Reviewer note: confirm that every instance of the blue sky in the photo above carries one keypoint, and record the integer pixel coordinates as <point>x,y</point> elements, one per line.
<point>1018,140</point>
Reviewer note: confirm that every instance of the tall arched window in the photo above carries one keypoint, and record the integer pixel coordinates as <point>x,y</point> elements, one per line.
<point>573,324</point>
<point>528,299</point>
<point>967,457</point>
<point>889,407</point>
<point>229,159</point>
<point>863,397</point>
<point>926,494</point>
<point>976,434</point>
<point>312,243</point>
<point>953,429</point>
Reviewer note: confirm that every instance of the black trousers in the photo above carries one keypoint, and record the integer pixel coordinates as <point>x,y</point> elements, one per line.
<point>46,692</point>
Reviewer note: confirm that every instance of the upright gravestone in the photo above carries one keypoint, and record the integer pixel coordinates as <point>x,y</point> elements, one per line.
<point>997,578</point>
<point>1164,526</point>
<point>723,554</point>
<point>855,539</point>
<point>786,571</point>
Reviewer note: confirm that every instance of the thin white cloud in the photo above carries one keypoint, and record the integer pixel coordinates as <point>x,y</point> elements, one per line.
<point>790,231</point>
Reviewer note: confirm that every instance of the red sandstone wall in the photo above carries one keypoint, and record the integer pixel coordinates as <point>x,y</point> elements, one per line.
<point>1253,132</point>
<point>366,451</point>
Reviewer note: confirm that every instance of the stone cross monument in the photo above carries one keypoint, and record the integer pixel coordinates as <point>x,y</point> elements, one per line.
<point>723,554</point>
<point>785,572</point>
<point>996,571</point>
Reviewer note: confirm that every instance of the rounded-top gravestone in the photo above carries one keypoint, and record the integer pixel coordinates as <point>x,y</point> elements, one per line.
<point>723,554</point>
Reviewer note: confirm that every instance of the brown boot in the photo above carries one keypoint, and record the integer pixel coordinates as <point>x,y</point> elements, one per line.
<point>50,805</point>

→ OBJECTIVE:
Return every line of the material above word for word, in the same order.

→ ANSWER TO THE TASK:
Reviewer note: confirm that every instance of the blue sky in the photo above carries one keypoint, and record the integer pixel coordinates as <point>x,y</point> elements, one per line.
<point>1018,140</point>
Reviewer note: confirm that every instance of the tall arched window in the photo above carries one keypoint, and record the integer pixel coordinates as <point>x,y</point> elements, one per line.
<point>573,324</point>
<point>528,299</point>
<point>967,457</point>
<point>889,407</point>
<point>229,159</point>
<point>863,397</point>
<point>926,494</point>
<point>976,434</point>
<point>312,243</point>
<point>953,429</point>
Reviewer note: confirm that every instance of the black trousers in the photo above carries one keypoint, and record the integer pixel coordinates as <point>x,y</point> elements, one per line.
<point>46,692</point>
Reviewer note: confirm that every instance of the upright gravestone in the photo above carries one keypoint, and record the integer pixel coordinates as <point>x,y</point> elements, one per line.
<point>997,578</point>
<point>1164,526</point>
<point>723,554</point>
<point>855,539</point>
<point>786,571</point>
Reviewer note: confirm that every instance of the thin white cloud in the photo above carries one keypoint, and record the integer pixel coordinates as <point>x,y</point> elements, one per line.
<point>790,231</point>
Reviewer note: confirm that every instance of the red sandstone wall in the photo above carries one keypoint, and record the integer pixel coordinates as <point>x,y</point> elements, one per line.
<point>1253,132</point>
<point>366,451</point>
Reviewer note: confirm that every instance of the stone cross monument in the photo above carries one keypoint, and record the integer pixel coordinates as <point>x,y</point> elements, one per line.
<point>723,554</point>
<point>785,572</point>
<point>996,571</point>
Reviewer note: confirm that every instance of the rounded-top gravestone in the photo above carries one keypoint, and record the integer pixel coordinates as <point>x,y</point> elements, one per line.
<point>723,554</point>
Reviewer note: confirm that every instance of the brown boot in the photo above carries one keypoint, and record the integer pixel coordinates as <point>x,y</point> elements, one per line.
<point>50,805</point>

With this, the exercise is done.